Directive | Copy out the following records word for word, leaving every line unchanged.

[start Given records]

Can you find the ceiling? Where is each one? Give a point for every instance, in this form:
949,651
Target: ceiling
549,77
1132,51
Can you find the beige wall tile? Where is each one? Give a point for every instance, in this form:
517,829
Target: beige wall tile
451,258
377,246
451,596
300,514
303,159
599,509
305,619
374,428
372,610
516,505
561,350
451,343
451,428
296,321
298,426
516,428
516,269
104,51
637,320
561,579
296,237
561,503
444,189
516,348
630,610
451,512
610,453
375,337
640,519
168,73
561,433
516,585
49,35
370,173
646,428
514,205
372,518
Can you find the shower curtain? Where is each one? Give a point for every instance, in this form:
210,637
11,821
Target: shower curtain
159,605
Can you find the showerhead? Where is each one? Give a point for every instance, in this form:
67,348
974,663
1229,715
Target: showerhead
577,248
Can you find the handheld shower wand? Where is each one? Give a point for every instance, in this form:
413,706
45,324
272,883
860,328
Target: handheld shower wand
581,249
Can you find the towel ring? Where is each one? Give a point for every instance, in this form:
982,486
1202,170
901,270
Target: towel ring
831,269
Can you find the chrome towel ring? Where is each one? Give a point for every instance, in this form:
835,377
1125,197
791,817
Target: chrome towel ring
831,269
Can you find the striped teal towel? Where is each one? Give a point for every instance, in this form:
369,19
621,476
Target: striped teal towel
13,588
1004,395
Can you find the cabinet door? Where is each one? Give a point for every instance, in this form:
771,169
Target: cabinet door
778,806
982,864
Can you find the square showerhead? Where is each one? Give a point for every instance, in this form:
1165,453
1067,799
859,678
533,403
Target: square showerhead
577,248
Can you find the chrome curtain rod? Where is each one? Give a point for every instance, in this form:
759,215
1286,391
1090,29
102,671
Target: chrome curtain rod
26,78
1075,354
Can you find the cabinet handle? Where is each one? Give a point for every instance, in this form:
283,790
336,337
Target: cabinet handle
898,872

[end Given records]

Solution to this problem |
Can you find the ceiling? Where is each one? Give a point for every instance, in this form:
949,651
Target: ceiling
549,77
1132,51
Can you find the beige wall tile? Where is each one? Give a point for every instance, in this form:
517,829
Target: beige wall tile
451,258
377,246
451,596
300,514
303,159
599,509
305,619
374,428
372,610
516,505
561,350
451,343
451,428
296,321
298,426
516,428
516,269
104,51
637,320
561,579
296,237
561,503
444,189
516,348
630,610
451,512
610,453
375,337
640,519
168,73
561,433
516,585
49,35
370,173
646,428
514,205
372,518
Can you find the shower curtain? Where is each one? Give a point for every instance, in this form:
210,637
11,821
Target: shower curtain
159,605
Can you find the showerhead? Where is each one? Give a point for every instance, in this form:
67,348
974,663
1229,715
Target: showerhead
577,248
Can you find the handheld shower wand? Where is each one? Give a point for every instance, in this form:
413,706
45,324
272,883
860,328
Target: handheld shower wand
581,249
Can you find the towel ring? Where is each one? Give a point for every instance, in this form:
982,486
1202,170
901,270
Target: towel ring
831,269
Can you find the chrome towel ring? Where is each one? Give a point for every instance, in this form:
835,377
1125,197
791,817
Target: chrome towel ring
831,269
Can you find the striped teal towel? Where is each one? Give a point for every instance, in this form:
369,19
621,476
Target: striped teal towel
13,588
1004,395
Can you find the cabinet door? Where is each one? Give a point for every instance, in this form:
771,169
Target: cabinet door
778,806
982,864
Can you find the square showerhead? Where is each one? Give a point for every instance, in this form:
1165,453
1067,799
859,678
533,403
Target: square showerhead
577,248
Can you find the chrome curtain rod? Where is each one? Give a point for every instance, in this form:
759,215
1286,391
1090,29
102,671
Target: chrome curtain rod
26,78
1075,354
Can you find the cabinet handle? Where is each one? Give a point for every instance, in this form:
283,790
336,337
Target: cabinet handle
898,872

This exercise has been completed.